YOUR OBJECTIVE ▸
Put every nonblank line of the listing below into a Markdown table with two columns, Row and Line, numbering the rows in order.

RECORDS FOR THIS TASK ▸
▼

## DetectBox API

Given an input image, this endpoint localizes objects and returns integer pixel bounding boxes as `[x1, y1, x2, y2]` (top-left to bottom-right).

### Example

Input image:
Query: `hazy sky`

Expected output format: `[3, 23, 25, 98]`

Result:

▲

OUTPUT FOR THIS TASK ▸
| Row | Line |
|---|---|
| 1 | ## DetectBox API |
| 2 | Given an input image, this endpoint localizes objects and returns integer pixel bounding boxes as `[x1, y1, x2, y2]` (top-left to bottom-right). |
| 3 | ### Example |
| 4 | Input image: |
| 5 | Query: `hazy sky` |
| 6 | Expected output format: `[3, 23, 25, 98]` |
| 7 | Result: |